┏━━

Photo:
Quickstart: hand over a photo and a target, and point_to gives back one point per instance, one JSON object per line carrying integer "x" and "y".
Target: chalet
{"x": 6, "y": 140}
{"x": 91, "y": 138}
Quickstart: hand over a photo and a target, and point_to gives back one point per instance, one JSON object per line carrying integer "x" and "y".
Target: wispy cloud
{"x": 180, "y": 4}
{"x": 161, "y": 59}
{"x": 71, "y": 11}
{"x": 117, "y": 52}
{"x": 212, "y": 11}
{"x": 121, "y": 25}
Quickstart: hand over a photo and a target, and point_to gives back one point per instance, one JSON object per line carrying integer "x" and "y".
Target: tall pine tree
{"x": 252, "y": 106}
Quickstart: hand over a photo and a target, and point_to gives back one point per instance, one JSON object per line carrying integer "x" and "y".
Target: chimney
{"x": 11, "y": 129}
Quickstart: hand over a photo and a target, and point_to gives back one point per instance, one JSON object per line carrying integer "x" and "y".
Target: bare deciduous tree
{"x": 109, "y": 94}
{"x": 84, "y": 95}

┗━━

_What is required:_ Each entry must be printed again exactly as given.

_Reply to the task:_
Photo:
Quickstart: hand over a photo and a target, and point_to gives back one point per instance, one JSON object per line carrying integer "x" and "y".
Target: chalet
{"x": 6, "y": 140}
{"x": 91, "y": 138}
Quickstart: hand over a photo and a target, and point_to gives back one point per instance, one JSON object per line carrying integer "x" and "y".
Target: wispy cloud
{"x": 180, "y": 4}
{"x": 161, "y": 59}
{"x": 71, "y": 11}
{"x": 117, "y": 52}
{"x": 212, "y": 11}
{"x": 121, "y": 25}
Quickstart: hand over a photo and a target, and point_to gives back one point per instance, one JSON object per line carrying integer "x" and "y".
Target: tall pine tree
{"x": 252, "y": 106}
Quickstart: hand over a photo and a target, and point_to gives back one point per instance, one JSON object per line carrying integer "x" and "y".
Target: chimney
{"x": 11, "y": 129}
Quickstart: hand over a photo and a target, and point_to gives back one point per instance, one JSON object per line carrying integer "x" and "y".
Target: bare deciduous tree
{"x": 109, "y": 94}
{"x": 84, "y": 95}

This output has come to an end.